ACTIVITY >> Copy exactly, and copy nothing else: the line that contains "Where can you find the tower roof" and all lines after it in the listing, without pictures.

===== PROVIDED INFORMATION

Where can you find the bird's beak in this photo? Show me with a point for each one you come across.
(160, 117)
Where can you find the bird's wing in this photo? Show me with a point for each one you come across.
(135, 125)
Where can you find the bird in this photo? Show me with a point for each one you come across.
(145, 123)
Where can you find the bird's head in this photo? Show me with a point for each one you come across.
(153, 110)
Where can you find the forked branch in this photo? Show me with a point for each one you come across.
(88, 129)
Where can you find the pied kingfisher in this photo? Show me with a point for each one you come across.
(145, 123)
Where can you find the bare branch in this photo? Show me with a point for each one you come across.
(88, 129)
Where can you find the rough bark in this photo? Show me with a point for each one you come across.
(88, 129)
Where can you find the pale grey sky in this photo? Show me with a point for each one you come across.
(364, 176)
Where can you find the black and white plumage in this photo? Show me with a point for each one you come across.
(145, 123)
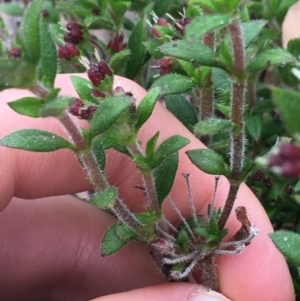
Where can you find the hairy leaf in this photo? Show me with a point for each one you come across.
(28, 106)
(106, 198)
(108, 112)
(272, 57)
(288, 104)
(146, 106)
(83, 88)
(211, 126)
(173, 84)
(164, 176)
(209, 161)
(137, 49)
(35, 140)
(201, 25)
(182, 109)
(196, 51)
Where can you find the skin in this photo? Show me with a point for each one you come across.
(50, 246)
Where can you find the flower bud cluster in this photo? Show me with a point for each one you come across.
(15, 52)
(97, 72)
(74, 36)
(116, 44)
(286, 161)
(79, 110)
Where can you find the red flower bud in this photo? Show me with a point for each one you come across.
(94, 74)
(104, 68)
(290, 169)
(88, 112)
(15, 52)
(116, 44)
(74, 26)
(180, 25)
(119, 90)
(68, 51)
(290, 152)
(76, 108)
(97, 93)
(162, 22)
(96, 11)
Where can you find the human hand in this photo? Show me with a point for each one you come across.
(50, 247)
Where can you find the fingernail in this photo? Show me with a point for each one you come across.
(206, 295)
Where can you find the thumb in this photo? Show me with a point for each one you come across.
(167, 292)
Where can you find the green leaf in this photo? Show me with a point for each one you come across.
(201, 25)
(168, 147)
(118, 60)
(137, 49)
(28, 106)
(254, 125)
(164, 176)
(146, 106)
(108, 112)
(289, 244)
(182, 109)
(35, 140)
(206, 3)
(271, 57)
(47, 64)
(83, 88)
(150, 146)
(99, 153)
(209, 161)
(251, 30)
(173, 84)
(56, 107)
(293, 47)
(98, 22)
(111, 242)
(105, 199)
(288, 104)
(153, 48)
(211, 126)
(161, 7)
(11, 9)
(197, 52)
(29, 33)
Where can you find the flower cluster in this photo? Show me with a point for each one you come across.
(286, 161)
(98, 71)
(74, 36)
(79, 110)
(116, 44)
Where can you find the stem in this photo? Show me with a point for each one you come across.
(148, 181)
(251, 94)
(237, 109)
(206, 94)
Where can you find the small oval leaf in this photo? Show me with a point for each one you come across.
(146, 106)
(289, 244)
(173, 84)
(108, 112)
(272, 57)
(28, 106)
(209, 161)
(164, 176)
(106, 198)
(211, 126)
(35, 140)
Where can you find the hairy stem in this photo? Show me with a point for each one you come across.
(251, 94)
(237, 139)
(148, 182)
(206, 94)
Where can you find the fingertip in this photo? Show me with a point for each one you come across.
(167, 292)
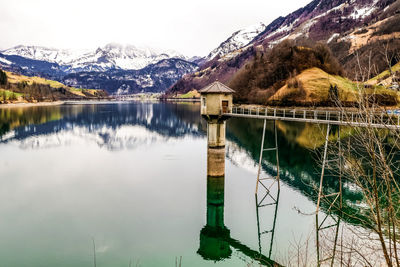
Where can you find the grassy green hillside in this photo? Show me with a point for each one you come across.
(313, 85)
(20, 88)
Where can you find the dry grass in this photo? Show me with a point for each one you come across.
(316, 84)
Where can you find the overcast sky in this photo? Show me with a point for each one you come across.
(192, 27)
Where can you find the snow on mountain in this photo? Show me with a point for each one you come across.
(111, 56)
(238, 40)
(53, 55)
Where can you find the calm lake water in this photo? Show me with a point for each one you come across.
(132, 177)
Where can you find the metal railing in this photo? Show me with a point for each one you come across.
(372, 119)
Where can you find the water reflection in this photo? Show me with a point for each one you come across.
(141, 140)
(130, 125)
(216, 242)
(108, 125)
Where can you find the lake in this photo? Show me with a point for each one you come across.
(130, 178)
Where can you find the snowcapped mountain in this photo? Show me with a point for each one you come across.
(237, 40)
(355, 30)
(153, 78)
(53, 55)
(116, 56)
(111, 56)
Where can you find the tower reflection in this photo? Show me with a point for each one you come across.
(216, 243)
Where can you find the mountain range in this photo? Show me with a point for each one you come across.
(120, 69)
(356, 31)
(360, 33)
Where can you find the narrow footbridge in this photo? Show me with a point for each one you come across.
(376, 119)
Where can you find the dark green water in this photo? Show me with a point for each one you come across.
(132, 177)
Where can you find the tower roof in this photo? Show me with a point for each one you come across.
(216, 87)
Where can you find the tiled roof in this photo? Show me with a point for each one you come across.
(216, 87)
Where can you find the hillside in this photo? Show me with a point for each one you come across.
(119, 69)
(313, 87)
(360, 33)
(20, 88)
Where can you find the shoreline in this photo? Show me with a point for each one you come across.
(38, 104)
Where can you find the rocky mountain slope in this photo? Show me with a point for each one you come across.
(357, 31)
(111, 56)
(237, 41)
(153, 78)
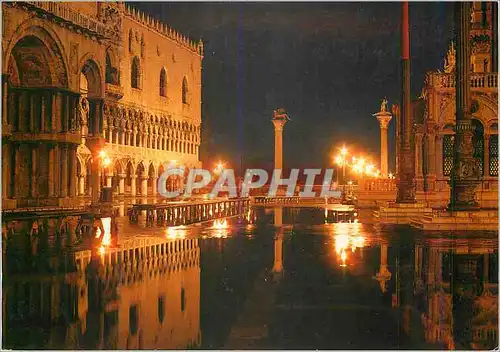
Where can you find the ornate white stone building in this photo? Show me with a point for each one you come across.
(434, 116)
(83, 81)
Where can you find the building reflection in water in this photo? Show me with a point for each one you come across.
(347, 239)
(145, 294)
(278, 243)
(456, 283)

==========

REPLY TO THE TASK >>
Where can you find the tower roof in this photo? Show me with a point for each one you come across.
(216, 87)
Where can you find the tiled roof in this photo? Show me with a point for each one you come across.
(216, 87)
Where can you find the hillside in this photo? Show me with a point for each one you come across.
(119, 69)
(313, 87)
(360, 33)
(20, 88)
Where can you find the shoreline in this photo? Show me with a point for each one you come across.
(38, 104)
Where can you find the rocky mountain slope in this photo? Show me with a point for each one you come across.
(357, 31)
(111, 56)
(237, 41)
(153, 78)
Where can you find the ornate white stone building in this photo? Show me with a point for each one you come across.
(434, 116)
(83, 81)
Where can you find the building reflection in water in this photo? Show me with a point for each one you come across.
(347, 239)
(145, 294)
(278, 243)
(456, 283)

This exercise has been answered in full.